What this task involves — Exact repetition of a range: find the line containing "paved plaza -> point" and the line containing "tall tree trunk -> point" in the material below, then repeat both and all lines between them, leaving pictures out.

Information given —
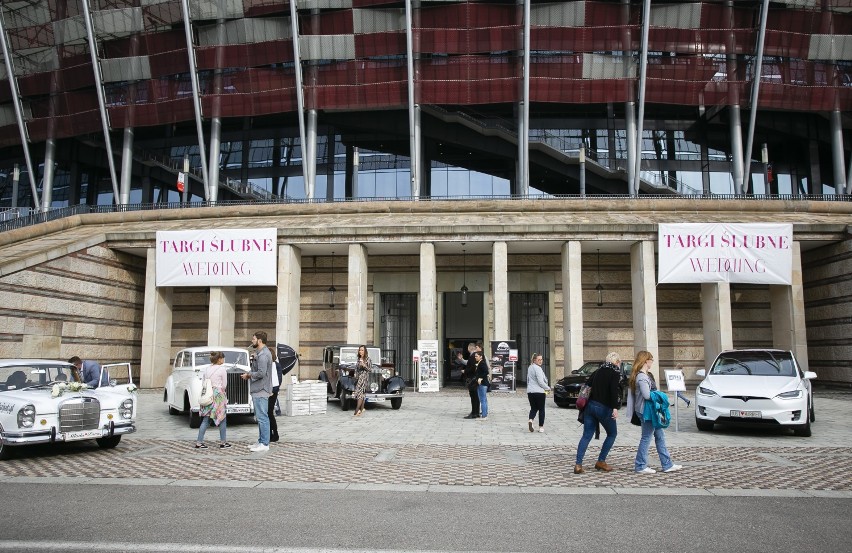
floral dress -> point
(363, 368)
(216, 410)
---
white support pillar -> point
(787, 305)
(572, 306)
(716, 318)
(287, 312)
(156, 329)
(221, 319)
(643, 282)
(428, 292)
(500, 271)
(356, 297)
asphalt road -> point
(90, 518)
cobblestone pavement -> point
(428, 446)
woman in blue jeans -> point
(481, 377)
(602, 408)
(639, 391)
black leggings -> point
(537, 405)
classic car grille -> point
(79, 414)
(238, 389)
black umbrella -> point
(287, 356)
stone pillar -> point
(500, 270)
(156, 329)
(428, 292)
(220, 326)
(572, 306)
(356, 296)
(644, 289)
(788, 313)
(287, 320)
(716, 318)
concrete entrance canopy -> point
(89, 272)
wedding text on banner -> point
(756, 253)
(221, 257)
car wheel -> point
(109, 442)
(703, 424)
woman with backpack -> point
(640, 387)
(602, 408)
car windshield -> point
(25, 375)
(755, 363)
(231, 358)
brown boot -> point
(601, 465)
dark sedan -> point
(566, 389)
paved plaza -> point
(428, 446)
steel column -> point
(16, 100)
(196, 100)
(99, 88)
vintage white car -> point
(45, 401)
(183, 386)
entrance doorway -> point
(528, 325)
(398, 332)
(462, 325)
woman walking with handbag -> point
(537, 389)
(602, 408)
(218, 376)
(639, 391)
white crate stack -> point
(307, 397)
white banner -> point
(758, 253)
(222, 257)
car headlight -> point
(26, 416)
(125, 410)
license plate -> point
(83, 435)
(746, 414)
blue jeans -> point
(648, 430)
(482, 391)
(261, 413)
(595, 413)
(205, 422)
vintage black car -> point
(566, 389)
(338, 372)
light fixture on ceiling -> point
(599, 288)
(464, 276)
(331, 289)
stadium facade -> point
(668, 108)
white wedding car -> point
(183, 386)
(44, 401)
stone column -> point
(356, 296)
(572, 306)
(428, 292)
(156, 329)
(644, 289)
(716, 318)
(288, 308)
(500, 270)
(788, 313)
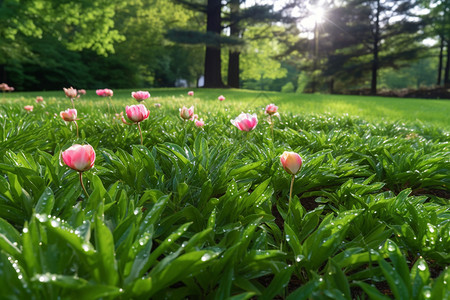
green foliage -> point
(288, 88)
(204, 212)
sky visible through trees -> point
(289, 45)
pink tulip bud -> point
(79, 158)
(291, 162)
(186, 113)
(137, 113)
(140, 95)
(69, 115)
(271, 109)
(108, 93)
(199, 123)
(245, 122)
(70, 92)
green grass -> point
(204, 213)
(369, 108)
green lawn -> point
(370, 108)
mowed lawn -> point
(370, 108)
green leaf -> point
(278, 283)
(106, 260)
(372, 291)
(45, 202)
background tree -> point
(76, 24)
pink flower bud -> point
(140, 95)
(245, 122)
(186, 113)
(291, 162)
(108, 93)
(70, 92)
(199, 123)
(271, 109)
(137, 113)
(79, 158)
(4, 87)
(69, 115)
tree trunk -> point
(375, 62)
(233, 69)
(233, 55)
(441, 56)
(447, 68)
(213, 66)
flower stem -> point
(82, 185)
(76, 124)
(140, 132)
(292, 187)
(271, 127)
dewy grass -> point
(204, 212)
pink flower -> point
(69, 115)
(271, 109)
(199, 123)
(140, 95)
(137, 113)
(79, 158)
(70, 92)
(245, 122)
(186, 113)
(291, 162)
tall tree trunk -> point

Result —
paved plaza -> point
(428, 446)
steel column -> point
(16, 100)
(196, 100)
(99, 88)
vintage white car -> point
(45, 401)
(183, 386)
entrance doorway -> point
(528, 325)
(398, 332)
(462, 325)
woman walking with handbag -> point
(537, 389)
(602, 408)
(218, 376)
(639, 391)
white crate stack -> point
(307, 397)
white banner -> point
(758, 253)
(222, 257)
car headlight -> point
(26, 416)
(125, 410)
license plate -> point
(83, 435)
(746, 414)
blue jeans -> point
(648, 430)
(482, 391)
(261, 413)
(595, 413)
(205, 422)
vintage black car -> point
(566, 389)
(338, 372)
light fixture on ceiling -> point
(599, 288)
(464, 276)
(331, 289)
stadium facade -> point
(668, 108)
white wedding car -> point
(183, 386)
(44, 401)
stone column -> point
(356, 296)
(572, 306)
(428, 292)
(156, 329)
(644, 289)
(716, 318)
(288, 308)
(500, 270)
(788, 313)
green foliage -> point
(288, 88)
(204, 212)
sky visible through trees -> point
(289, 45)
pink tulip bud -> point
(79, 158)
(291, 162)
(186, 113)
(137, 113)
(140, 95)
(69, 115)
(271, 109)
(108, 93)
(199, 123)
(245, 122)
(70, 92)
green grass -> point
(204, 213)
(369, 108)
green lawn -> point
(370, 108)
mowed lawn -> point
(370, 108)
green leaf -> point
(278, 283)
(106, 260)
(372, 291)
(45, 202)
background tree -> point
(76, 24)
pink flower bud -> point
(140, 95)
(245, 122)
(186, 113)
(291, 162)
(108, 93)
(70, 92)
(199, 123)
(271, 109)
(137, 113)
(79, 158)
(4, 87)
(69, 115)
tree trunk -> point
(375, 62)
(233, 69)
(233, 55)
(441, 56)
(447, 68)
(213, 66)
flower stem -> point
(82, 185)
(76, 124)
(140, 132)
(292, 187)
(271, 127)
dewy grass -> point
(204, 212)
pink flower -> point
(69, 115)
(271, 109)
(199, 123)
(140, 95)
(137, 113)
(79, 158)
(70, 92)
(245, 122)
(186, 113)
(291, 162)
tall tree trunk -> point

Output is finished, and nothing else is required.